# Reading passage
Born in 1964, Isaak, a playwright and writer, was also co-owner of the weekly newspaper Setit. He holds Swedish citizenship after spending a number of years in the country during the Eritrean war of independence and the subsequent border conflict between Eritrea and Ethiopia. He has been elected an honorary member of various PEN centres. According to Ola Larsmo, president of Swedish PEN, ‘Dawit Isaak returned to Eritrea from Sweden and showed that serious journalism was possible in a country still marked by a long war. He took an active part in rebuilding his country, with the help of language and honesty. For this, he and his colleagues have been imprisoned and tortured for years.’ Dessale B Abraham, writer and cofounder of PEN Eritrea, claims that ‘Dawit Isaak and his colleagues are icons of freedom of expression in our society. Risking their lives, they spoke truth to power and paved the long and often arduous way towards freedom of expression.’
Little is known about Isaak’s detention except that he has spent half of his time in solitary confinement, has been tortured and is in very poor physical and mental health. In 2011, it was reported that Isaak was held in the Eiraeiro maximum-security prison camp, ten miles north of the capital, Asmara, along with a number of the other detained journalists. Isaak has been hospitalised several times since his imprisonment, including in 2002 for injuries sustained through torture. In November 2005, Isaak was briefly released for a medical check-up and to call his family and friends following pressure by groups in Sweden. Since then, he has not been allowed any contact with the outside world, is routinely shackled and has been denied adequate medical care. Some prisoners are said to be held in metal containers or underground cells in temperatures of around 50˚C.

# Exercise instructions
Proceed with the passage on Dawit Isaak's detention, picking up right after its final sentence.

# Supplied information

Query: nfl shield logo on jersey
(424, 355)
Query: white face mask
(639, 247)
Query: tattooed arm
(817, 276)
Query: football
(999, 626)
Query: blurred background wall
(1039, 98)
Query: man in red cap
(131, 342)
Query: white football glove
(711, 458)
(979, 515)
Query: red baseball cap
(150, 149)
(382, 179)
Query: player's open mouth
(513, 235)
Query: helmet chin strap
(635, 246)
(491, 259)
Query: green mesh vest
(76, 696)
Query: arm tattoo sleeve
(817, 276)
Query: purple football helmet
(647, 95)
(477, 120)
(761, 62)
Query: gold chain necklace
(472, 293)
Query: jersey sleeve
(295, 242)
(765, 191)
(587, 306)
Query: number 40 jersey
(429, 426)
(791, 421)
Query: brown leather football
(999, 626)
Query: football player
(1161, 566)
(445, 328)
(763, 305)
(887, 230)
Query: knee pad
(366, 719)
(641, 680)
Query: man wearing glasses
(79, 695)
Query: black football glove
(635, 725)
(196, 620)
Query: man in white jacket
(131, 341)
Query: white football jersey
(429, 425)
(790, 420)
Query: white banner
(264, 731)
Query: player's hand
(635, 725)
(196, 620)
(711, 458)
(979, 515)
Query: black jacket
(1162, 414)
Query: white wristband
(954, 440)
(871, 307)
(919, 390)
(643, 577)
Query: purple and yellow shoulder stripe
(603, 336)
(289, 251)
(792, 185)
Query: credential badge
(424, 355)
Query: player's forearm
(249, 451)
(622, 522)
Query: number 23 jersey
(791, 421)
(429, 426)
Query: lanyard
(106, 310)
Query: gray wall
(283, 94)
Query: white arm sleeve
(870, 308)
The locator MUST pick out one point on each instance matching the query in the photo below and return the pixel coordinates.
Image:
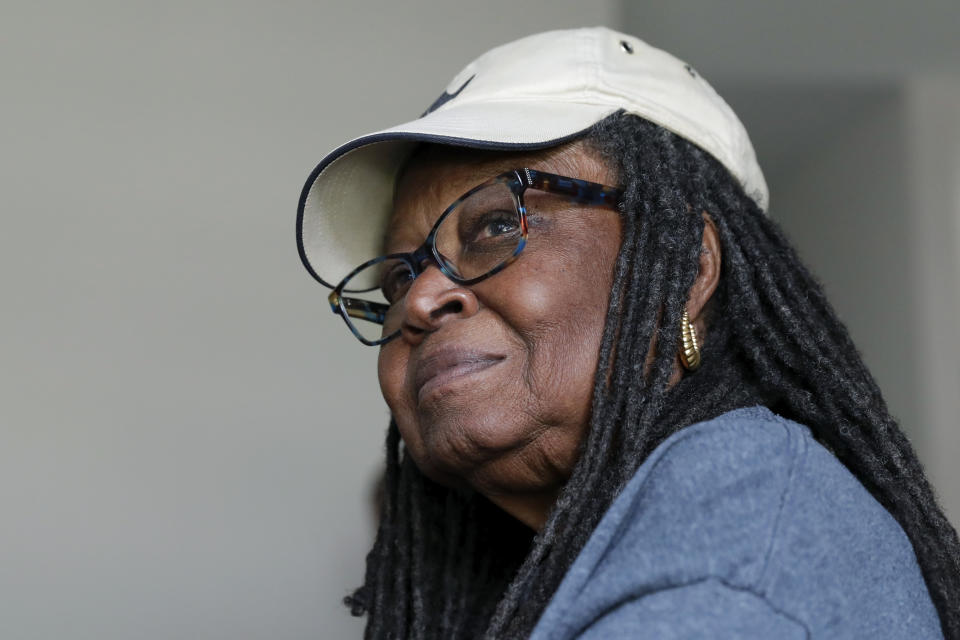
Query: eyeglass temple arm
(579, 190)
(357, 308)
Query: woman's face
(491, 384)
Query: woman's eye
(497, 223)
(395, 282)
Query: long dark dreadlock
(448, 564)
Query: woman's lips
(439, 368)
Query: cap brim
(346, 201)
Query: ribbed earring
(689, 349)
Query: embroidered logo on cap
(446, 97)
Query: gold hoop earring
(689, 349)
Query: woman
(620, 403)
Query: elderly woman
(621, 406)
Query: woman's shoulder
(749, 503)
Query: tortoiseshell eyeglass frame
(518, 181)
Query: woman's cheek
(391, 368)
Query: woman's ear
(708, 275)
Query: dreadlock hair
(448, 564)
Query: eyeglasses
(478, 235)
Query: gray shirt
(743, 527)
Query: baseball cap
(533, 93)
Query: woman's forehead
(436, 175)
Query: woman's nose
(433, 300)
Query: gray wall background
(187, 437)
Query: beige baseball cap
(533, 93)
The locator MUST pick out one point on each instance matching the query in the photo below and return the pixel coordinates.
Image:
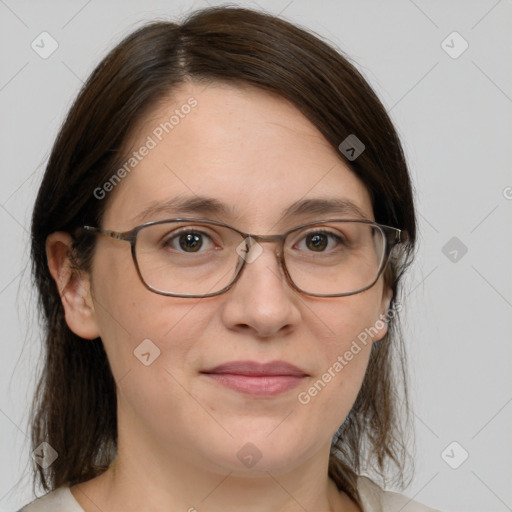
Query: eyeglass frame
(401, 237)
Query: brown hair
(74, 407)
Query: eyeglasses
(201, 258)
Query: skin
(179, 432)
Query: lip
(257, 379)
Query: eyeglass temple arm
(116, 235)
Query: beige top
(374, 499)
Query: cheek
(138, 326)
(343, 351)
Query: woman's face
(256, 154)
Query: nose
(261, 301)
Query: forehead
(252, 153)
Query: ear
(381, 326)
(73, 285)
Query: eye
(320, 240)
(189, 241)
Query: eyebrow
(210, 206)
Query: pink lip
(257, 379)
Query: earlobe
(73, 286)
(381, 325)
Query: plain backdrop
(452, 106)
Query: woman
(191, 366)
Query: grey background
(453, 115)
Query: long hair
(74, 408)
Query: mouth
(257, 379)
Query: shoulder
(58, 500)
(375, 499)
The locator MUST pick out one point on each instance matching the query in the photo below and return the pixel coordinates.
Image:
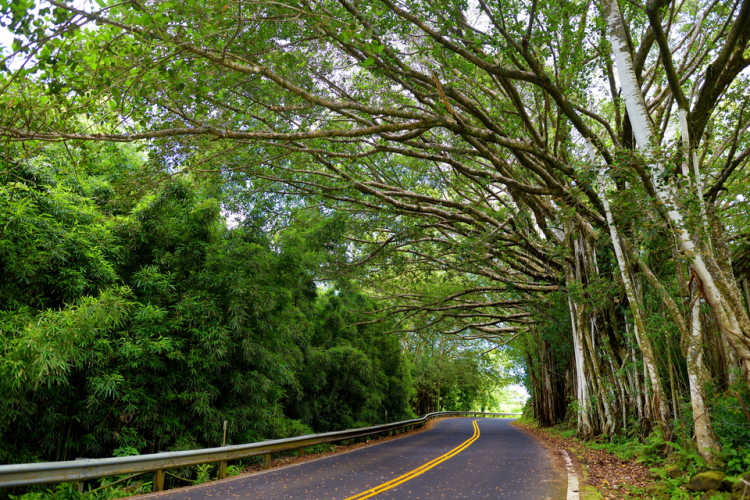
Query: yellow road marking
(419, 470)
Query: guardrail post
(158, 480)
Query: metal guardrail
(92, 468)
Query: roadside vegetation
(307, 215)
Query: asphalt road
(455, 459)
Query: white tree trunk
(734, 324)
(705, 439)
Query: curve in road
(457, 458)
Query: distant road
(457, 458)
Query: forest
(135, 320)
(305, 215)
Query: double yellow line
(419, 470)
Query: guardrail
(92, 468)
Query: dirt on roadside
(611, 477)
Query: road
(456, 458)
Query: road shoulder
(600, 474)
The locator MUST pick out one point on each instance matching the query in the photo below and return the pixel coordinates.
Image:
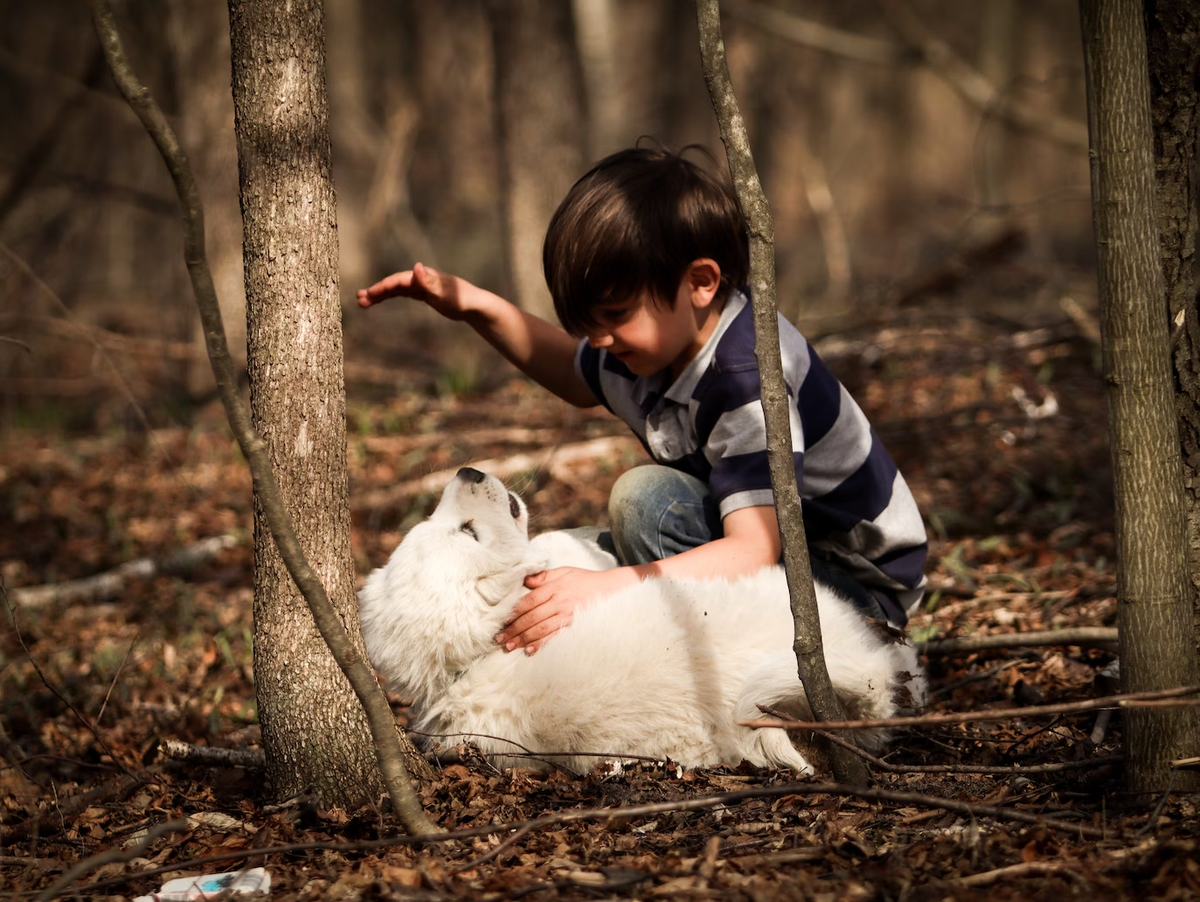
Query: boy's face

# The answer
Readers might like to send appeals protesting the prolonged imprisonment of Dawit Isaak, five journalists and eleven former cabinet members since September 2001; urging the Eritrean authorities to release details of Isaak’s health and whereabouts, as well as that of the other detainees; and calling for the immediate and unconditional release of Isaak and the other surviving journalists and ministers held in violation of their right to free expression.
Appeals to be addressed to:
His Excellency Tesfamicael Gerahtu Ogbaghiorghis
Embassy of the State of Eritrea
96 White Lion Street
London N1 9PF
Fax: 020 7713 0096
President Isaias Afwerki
c/o Embassy of the State of Eritrea
Fax: 020 7713 0096
Update: On 7 June 2015, the Saudi supreme court confirmed the ten-year prison sentence and one thousand lashes imposed on editor Raef Badawi (LR, Feb 2013 & July 2014), for ‘insulting Islam’ and ‘founding a liberal website’. The decision of the supreme court is final. Badawi received the first fifty lashes in January 2015. Subsequent sessions scheduled to take place weekly have been postponed. PEN continues to call for Badawi’s release, for his conviction to be overturned and for his sentence of flogging to be halted.